> _演習課題 a_
提供テキストの全文を、一字も変えずに出力せよ。

2003年11月2日
福井県福井市城戸ノ内町より

秋の3連休の中日。さわやかな低山歩きを期待して、歴史豊かな福井県一乗谷朝倉氏遺跡へ出かけることにした。2004年正月のNHKドラマ「大友宗麟」のロケ地として復元城下町が使われているそうで、たいそうな観光客は覚悟しなければならない。それならばと、昨春に一度歩いた一乗城山をこの機会に歩こうと、木之本インターから北陸道に入った。一乗谷の駐車場に着いたのが10時30分頃だったが、思ったよりも空いていた。観光客の不思議そうな視線を受けながら、我々4名は登山靴に履き替え、山歩きの身支度。さすがに30リットルのザックは持たないが。10時40分、朝倉館跡をちょっとだけ見学し、山門を撮影(10時40分、写真左)。この山門は朝倉館の門ではなく、朝倉義景滅亡後に彼の菩提寺松雲院の唐門として設けられたもの。朝倉義景館では「御門」と称されていた。御門の両側は土塁で固められ、写真から左へ土塁をたどると櫓台も残っている。土塁の外は水濠で囲まれている。さて、ついつい時を過ごしてしまいそうになるので、先を急ぐ。今日のメインはこの一乗谷の背後に詰めの城として築かれた一乗城山である。「馬出」という地名が残る、大手筋と考えられる登山路を選ぶ。八幡神社の横を通る林道をしばらく歩く(10時54分、写真右)。

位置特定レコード
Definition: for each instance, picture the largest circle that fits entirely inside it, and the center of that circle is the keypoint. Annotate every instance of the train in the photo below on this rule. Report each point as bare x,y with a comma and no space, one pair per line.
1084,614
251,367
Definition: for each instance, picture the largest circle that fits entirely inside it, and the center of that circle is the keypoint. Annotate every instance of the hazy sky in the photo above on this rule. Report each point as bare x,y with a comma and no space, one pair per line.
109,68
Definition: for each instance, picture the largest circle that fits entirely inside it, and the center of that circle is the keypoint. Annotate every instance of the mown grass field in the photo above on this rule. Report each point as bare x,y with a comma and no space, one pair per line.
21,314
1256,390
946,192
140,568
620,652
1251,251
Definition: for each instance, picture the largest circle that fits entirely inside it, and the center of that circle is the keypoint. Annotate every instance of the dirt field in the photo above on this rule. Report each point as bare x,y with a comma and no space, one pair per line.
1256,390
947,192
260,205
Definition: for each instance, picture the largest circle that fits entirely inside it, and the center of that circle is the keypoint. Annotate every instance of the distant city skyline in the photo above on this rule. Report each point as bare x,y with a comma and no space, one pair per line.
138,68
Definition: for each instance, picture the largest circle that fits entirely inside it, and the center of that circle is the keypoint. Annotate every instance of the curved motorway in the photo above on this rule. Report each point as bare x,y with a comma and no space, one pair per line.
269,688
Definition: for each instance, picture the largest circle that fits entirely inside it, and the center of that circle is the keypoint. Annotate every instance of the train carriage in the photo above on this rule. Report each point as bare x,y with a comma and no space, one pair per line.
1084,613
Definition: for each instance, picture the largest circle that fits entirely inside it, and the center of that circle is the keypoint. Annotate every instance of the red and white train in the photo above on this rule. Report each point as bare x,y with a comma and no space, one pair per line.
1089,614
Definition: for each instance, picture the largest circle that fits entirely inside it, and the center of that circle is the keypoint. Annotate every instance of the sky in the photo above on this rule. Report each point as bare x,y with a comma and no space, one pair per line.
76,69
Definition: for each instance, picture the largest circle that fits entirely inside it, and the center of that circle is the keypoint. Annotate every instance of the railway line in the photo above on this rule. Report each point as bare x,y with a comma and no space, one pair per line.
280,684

> _演習課題 b_
レコードのうち、「of the railway」を含む行からレコードの末尾までを両端を含めて抜き出し、そのまま返せ。

> _課題の解答 a_
2003年11月2日
福井県福井市城戸ノ内町より

秋の3連休の中日。さわやかな低山歩きを期待して、歴史豊かな福井県一乗谷朝倉氏遺跡へ出かけることにした。2004年正月のNHKドラマ「大友宗麟」のロケ地として復元城下町が使われているそうで、たいそうな観光客は覚悟しなければならない。それならばと、昨春に一度歩いた一乗城山をこの機会に歩こうと、木之本インターから北陸道に入った。一乗谷の駐車場に着いたのが10時30分頃だったが、思ったよりも空いていた。観光客の不思議そうな視線を受けながら、我々4名は登山靴に履き替え、山歩きの身支度。さすがに30リットルのザックは持たないが。10時40分、朝倉館跡をちょっとだけ見学し、山門を撮影(10時40分、写真左)。この山門は朝倉館の門ではなく、朝倉義景滅亡後に彼の菩提寺松雲院の唐門として設けられたもの。朝倉義景館では「御門」と称されていた。御門の両側は土塁で固められ、写真から左へ土塁をたどると櫓台も残っている。土塁の外は水濠で囲まれている。さて、ついつい時を過ごしてしまいそうになるので、先を急ぐ。今日のメインはこの一乗谷の背後に詰めの城として築かれた一乗城山である。「馬出」という地名が残る、大手筋と考えられる登山路を選ぶ。八幡神社の横を通る林道をしばらく歩く(10時54分、写真右)。

> _課題の解答 b_
Definition: for each instance, picture the largest circle that fits entirely inside it, and the center of that circle is the keypoint. Annotate every instance of the railway line in the photo above on this rule. Report each point as bare x,y with a comma and no space, one pair per line.
280,684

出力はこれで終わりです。